Text section:
The Passage: 800 Pages of a Vampire Pandemic

I wanted a hefty summer read and so I chose… a book about a vampire pandemic? I blame some NYTimes column of summer reading suggestions for pointing me to Justin Cronin’s The Passage. Blame suggests it was a bad choice. I don’t know. It might have been. Probably the part about reading about a pandemic where there are only a handful of human survivors left was a bad choice. But the part about a virus that creates vampires was excellent.

I was about to write that it would make a great adaptation for TV and then I checked and it has ALREADY BEEN ADAPTED. Clearly TV producers are reading my mind/blog. A great adaptation because it’s super plot driven, with lots of hanging scenes where you’re left wondering if someone is still alive, or why they are having a strange dream, or whether X hero is going to make out with Y hero. Plus lots of descriptions of fancy military equipment and gritty technology that makes for excellent set design.

Brief 1: Print the section of the post about The Passage starting at "The Passage: 800" and ending at "vampires was excellent.".
Brief 2: Proceed with the post about The Passage from its final sentence onward.

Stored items
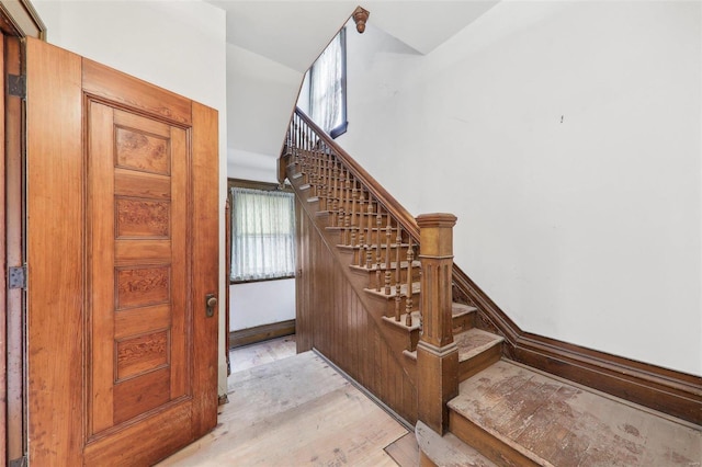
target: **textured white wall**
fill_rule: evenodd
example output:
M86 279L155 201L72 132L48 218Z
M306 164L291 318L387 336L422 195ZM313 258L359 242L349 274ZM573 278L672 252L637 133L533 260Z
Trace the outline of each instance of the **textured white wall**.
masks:
M224 225L227 173L225 12L201 1L33 1L50 44L66 48L219 113L219 218ZM214 232L213 232L214 235ZM219 229L219 250L224 229ZM224 297L224 255L219 261ZM219 339L225 339L224 300ZM219 345L223 349L223 345ZM226 394L226 363L219 355L219 394Z
M702 375L701 4L500 2L349 34L340 144L525 331Z

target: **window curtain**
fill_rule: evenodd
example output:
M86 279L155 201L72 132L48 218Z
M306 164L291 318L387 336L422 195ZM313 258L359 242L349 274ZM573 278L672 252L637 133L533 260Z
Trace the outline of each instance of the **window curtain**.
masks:
M309 76L309 116L328 134L344 124L342 34L317 58Z
M293 193L231 189L231 281L295 275Z

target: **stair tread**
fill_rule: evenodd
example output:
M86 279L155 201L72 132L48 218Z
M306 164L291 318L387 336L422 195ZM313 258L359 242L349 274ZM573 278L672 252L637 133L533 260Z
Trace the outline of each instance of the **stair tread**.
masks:
M412 319L411 326L405 324L405 320L407 319L407 314L406 312L400 315L399 321L396 321L394 317L390 318L389 316L384 316L383 317L383 321L387 322L388 324L393 324L393 326L397 326L398 328L406 329L408 331L414 331L414 330L419 329L421 327L421 324L420 324L421 319L419 317L419 311L412 311L409 316Z
M449 408L537 465L702 462L702 428L503 360Z
M453 337L453 340L458 346L458 362L465 362L505 341L500 335L477 328L460 332Z
M468 315L474 311L477 311L477 308L472 307L471 305L458 304L455 301L451 304L451 314L453 318L457 318L463 315Z
M421 452L438 466L496 466L490 459L463 443L452 433L446 433L441 436L421 421L418 421L417 426L415 426L415 435L417 436L417 444Z

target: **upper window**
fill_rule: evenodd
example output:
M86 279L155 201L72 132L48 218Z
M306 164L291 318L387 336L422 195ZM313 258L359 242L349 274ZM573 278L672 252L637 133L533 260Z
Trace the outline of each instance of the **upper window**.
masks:
M231 281L295 275L294 194L233 187Z
M309 70L309 116L332 138L347 130L346 30L331 41Z

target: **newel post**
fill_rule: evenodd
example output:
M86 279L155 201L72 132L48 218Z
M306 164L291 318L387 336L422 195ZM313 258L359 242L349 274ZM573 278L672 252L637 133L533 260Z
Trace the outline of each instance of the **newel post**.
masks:
M452 214L417 217L420 231L422 334L417 345L419 420L439 434L449 428L446 402L458 395L458 349L453 342Z

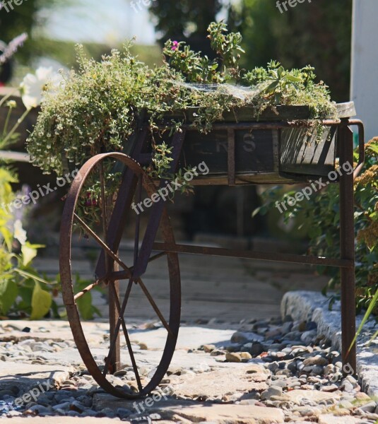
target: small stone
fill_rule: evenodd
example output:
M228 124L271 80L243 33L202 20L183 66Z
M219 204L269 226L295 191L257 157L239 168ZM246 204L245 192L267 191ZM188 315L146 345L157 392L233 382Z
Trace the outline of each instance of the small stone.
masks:
M329 386L322 386L321 388L321 391L326 391L327 393L331 393L338 390L338 387L336 384L331 384Z
M247 346L247 345L244 345ZM265 346L259 341L252 342L251 346L248 349L248 352L252 356L258 356L261 353L265 351Z
M309 331L305 331L300 336L300 339L305 344L311 344L316 336L317 331L311 330Z
M127 371L126 371L125 370L119 370L119 371L116 371L113 375L114 377L124 377L124 375L126 375L127 374Z
M316 330L318 328L318 325L314 321L309 321L306 324L305 330L309 331L311 330Z
M231 337L231 343L237 343L240 344L245 344L248 342L259 341L262 339L261 336L252 332L237 331L234 333Z
M215 349L216 346L215 345L203 345L203 351L206 353L211 353Z
M132 411L126 408L119 408L117 410L117 415L121 420L125 420L132 413Z
M76 411L69 411L66 414L68 417L80 417L81 414Z
M270 399L273 396L282 396L282 387L271 386L261 393L261 399Z
M43 406L42 405L34 405L31 408L29 408L28 411L30 411L35 413L37 413L38 415L49 413L50 411L47 406Z
M338 404L338 408L343 408L344 409L352 409L353 404L348 401L342 401Z
M71 409L71 411L76 411L79 413L84 412L84 411L85 410L85 407L84 406L84 405L83 405L80 402L78 402L77 401L72 402L72 404L71 404L71 405L69 406L69 408Z
M148 416L151 420L161 420L161 416L159 413L150 413Z
M210 353L210 356L220 356L221 355L224 355L225 352L223 352L223 351L220 351L219 349L215 349L215 351L213 351L211 353Z
M108 418L115 418L115 413L110 408L104 408L100 411L100 413L102 414L102 417L107 417ZM98 417L98 414L97 416Z
M377 404L375 404L375 402L374 401L371 401L370 402L367 402L367 404L365 404L365 405L362 405L358 408L358 409L360 409L364 412L374 412L375 411L376 406Z
M328 365L328 360L321 356L320 355L316 355L312 358L307 358L303 361L303 365L305 367L312 366L312 365L319 365L319 366L325 366Z
M251 354L248 352L242 352L241 353L240 353L240 355L243 362L247 362L250 359L252 359Z
M266 338L273 338L274 337L277 337L282 334L281 329L276 328L272 330L269 330L265 333L264 336Z
M293 317L291 315L285 315L283 318L283 322L293 322L294 320L293 319Z
M370 396L363 391L356 393L355 397L358 401L370 401L371 399Z
M54 409L54 411L57 411L57 409L61 409L62 411L68 411L69 409L69 402L64 402L63 404L58 404L57 405L55 405L55 406L52 407L52 409Z
M235 353L232 352L228 352L226 353L226 360L231 363L240 363L242 362L242 357L240 353Z
M278 365L278 363L277 361L274 361L268 365L268 370L269 370L272 372L274 372L276 370L278 370L279 367L280 365Z

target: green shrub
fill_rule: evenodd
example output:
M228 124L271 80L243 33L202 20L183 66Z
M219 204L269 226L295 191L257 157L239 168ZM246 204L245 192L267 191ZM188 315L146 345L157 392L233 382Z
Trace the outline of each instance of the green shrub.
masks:
M355 181L355 228L356 307L358 310L371 307L378 314L378 305L372 301L378 290L378 138L365 145L366 160L362 172ZM358 153L355 153L358 157ZM272 187L264 194L263 210L274 207L282 201L279 190ZM288 220L304 217L302 226L308 229L309 254L319 257L338 257L340 252L340 213L338 184L329 184L309 201L297 203L285 212ZM340 287L340 270L318 266L319 273L330 276L324 293ZM330 305L337 295L330 296Z

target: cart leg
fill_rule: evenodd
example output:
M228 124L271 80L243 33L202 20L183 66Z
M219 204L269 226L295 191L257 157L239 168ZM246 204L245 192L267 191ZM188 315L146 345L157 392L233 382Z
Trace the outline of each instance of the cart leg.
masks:
M353 132L347 126L339 129L340 167L353 164ZM348 169L348 168L346 168ZM353 175L342 170L340 177L340 245L343 259L353 261L350 268L341 269L341 340L344 374L355 375L355 343L349 348L355 334L355 229L353 217Z

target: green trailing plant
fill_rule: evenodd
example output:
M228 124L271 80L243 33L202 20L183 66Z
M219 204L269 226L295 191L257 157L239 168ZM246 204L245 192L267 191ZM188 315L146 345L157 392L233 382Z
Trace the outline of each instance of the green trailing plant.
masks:
M261 69L247 73L239 65L240 34L228 33L223 23L211 23L208 32L216 59L183 42L168 40L163 65L153 69L132 55L131 42L100 62L85 57L78 47L78 71L64 76L61 87L45 96L28 139L35 165L60 175L70 163L80 166L96 153L127 150L127 141L144 116L155 152L148 172L161 176L170 151L156 134L179 131L183 115L177 112L195 108L193 125L203 132L223 112L247 105L255 108L256 115L278 104L308 105L314 119L334 112L326 87L315 83L312 68L289 71L271 62L265 73Z
M28 241L21 222L4 207L15 200L11 184L16 182L8 170L0 167L0 313L38 319L49 312L57 314L53 299L57 283L47 281L33 268L42 246Z
M365 145L366 159L364 170L355 181L355 285L358 311L367 310L367 315L378 315L378 137ZM358 153L355 153L355 159ZM281 201L277 187L272 187L264 194L266 211L274 207L276 201ZM293 193L286 193L286 197ZM257 212L257 211L256 211ZM329 184L309 201L297 202L295 206L284 211L286 220L301 217L300 226L308 229L309 253L320 257L337 257L340 252L339 193L337 184ZM319 273L330 276L323 291L340 286L340 271L331 267L318 266ZM338 294L330 294L330 307Z

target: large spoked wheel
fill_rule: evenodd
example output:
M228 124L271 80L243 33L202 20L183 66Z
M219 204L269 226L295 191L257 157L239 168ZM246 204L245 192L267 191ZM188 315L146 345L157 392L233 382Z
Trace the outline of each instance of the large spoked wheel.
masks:
M124 399L145 396L159 384L170 365L179 327L177 254L143 249L146 239L151 245L159 240L175 243L165 208L156 203L146 208L141 203L155 191L141 166L129 156L117 153L97 155L75 178L61 226L62 294L73 338L95 381L107 392ZM91 279L87 276L85 281L76 265L80 261L78 243L87 241L90 254L95 252L97 259ZM94 341L85 335L81 322L88 308L80 306L99 287L108 290L110 328L109 338L104 334L102 341ZM159 322L155 324L158 329L151 330L159 332L153 338L161 343L153 346L153 358L133 340L143 334L136 326L128 326L133 311ZM161 358L157 360L157 356ZM119 370L124 372L117 375L125 377L112 375Z

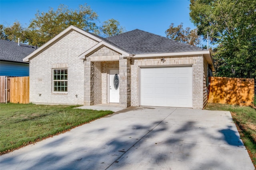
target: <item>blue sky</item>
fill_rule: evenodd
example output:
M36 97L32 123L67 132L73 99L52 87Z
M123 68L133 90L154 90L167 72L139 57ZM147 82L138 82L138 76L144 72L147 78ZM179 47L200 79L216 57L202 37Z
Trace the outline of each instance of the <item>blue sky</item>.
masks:
M189 0L0 0L0 24L10 25L18 21L26 26L38 10L47 12L50 7L56 10L60 4L75 9L85 3L97 13L100 22L114 18L127 31L138 29L165 37L164 32L172 23L177 26L182 22L184 28L195 28L190 20Z

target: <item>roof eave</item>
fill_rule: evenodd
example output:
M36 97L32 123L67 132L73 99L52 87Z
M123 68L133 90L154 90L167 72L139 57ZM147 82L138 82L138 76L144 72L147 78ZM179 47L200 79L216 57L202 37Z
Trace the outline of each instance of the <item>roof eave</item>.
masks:
M81 33L82 34L88 37L91 38L92 39L94 39L96 41L100 42L102 41L102 40L99 38L94 36L92 34L88 33L88 32L83 30L82 29L80 29L80 28L78 28L77 27L76 27L74 26L70 25L68 28L64 29L64 31L63 31L62 32L61 32L59 34L57 35L56 36L55 36L52 39L51 39L50 41L44 44L37 50L35 50L31 54L23 59L23 61L29 62L30 60L32 59L36 55L40 54L40 53L44 51L46 49L48 48L48 47L52 45L56 41L58 41L60 39L64 37L67 34L70 33L73 30L79 32L79 33Z

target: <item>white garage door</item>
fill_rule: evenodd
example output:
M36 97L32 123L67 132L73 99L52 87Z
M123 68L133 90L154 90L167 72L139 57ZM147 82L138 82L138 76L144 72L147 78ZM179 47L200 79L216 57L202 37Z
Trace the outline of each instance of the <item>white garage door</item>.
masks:
M192 107L192 66L142 68L140 104Z

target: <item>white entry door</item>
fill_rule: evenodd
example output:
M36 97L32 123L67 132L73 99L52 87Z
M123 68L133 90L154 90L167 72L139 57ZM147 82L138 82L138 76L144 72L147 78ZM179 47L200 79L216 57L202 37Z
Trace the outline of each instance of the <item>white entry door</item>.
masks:
M192 107L191 66L142 68L141 106Z
M119 103L119 70L109 71L109 102Z

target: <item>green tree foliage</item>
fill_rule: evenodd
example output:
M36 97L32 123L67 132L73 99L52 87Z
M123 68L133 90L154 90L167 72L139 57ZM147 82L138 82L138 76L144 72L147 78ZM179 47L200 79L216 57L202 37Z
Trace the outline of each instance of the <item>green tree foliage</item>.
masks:
M197 35L196 29L190 30L187 27L183 28L183 23L177 27L174 27L174 23L171 23L169 28L165 31L166 37L178 41L182 43L186 43L190 45L198 46L200 45L200 36Z
M190 0L190 15L200 35L218 44L216 75L255 78L256 1Z
M97 19L97 14L86 4L75 10L61 4L56 11L51 8L48 12L38 11L28 27L28 42L41 46L71 25L94 31L98 28L95 22Z
M112 37L126 31L125 28L120 26L119 22L113 18L103 22L100 27L100 31L104 37Z
M22 27L19 21L15 22L12 25L8 27L0 25L0 29L1 39L18 42L18 39L20 38L21 42L26 43L27 42L26 28Z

Output 1:
The Passage: 800 Pages of a Vampire Pandemic

I wanted a hefty summer read and so I chose… a book about a vampire pandemic? I blame some NYTimes column of summer reading suggestions for pointing me to Justin Cronin’s The Passage. Blame suggests it was a bad choice. I don’t know. It might have been. Probably the part about reading about a pandemic where there are only a handful of human survivors left was a bad choice. But the part about a virus that creates vampires was excellent.

Output 2:
Reasons you could probably skip the EIGHT HUNDRED PAGES and just watch the show:

  1. There are many, many other better things to read
  2. The characters aren’t all that interesting or well developed and so the novelistic interiority wouldn’t be missed
  3. There are many, many other better things to read

Reasons you might want to read EIGHT HUNDRED PAGES (and also watch the show):

  1. You have a newborn/puppy/insomnia/high maintenance plant and are forced to be awake at outrageous hours where the best thing preventing you from falling asleep in your chair and thus RISKING THE LIFE OF YOUR CHILD/puppy/sanity/plant is an epic book about a vampire pandemic.
  2. You are similarly trapped somewhere and the only thing available to read is this giant book.
  3. Did I say trapped? I mean, #blessed.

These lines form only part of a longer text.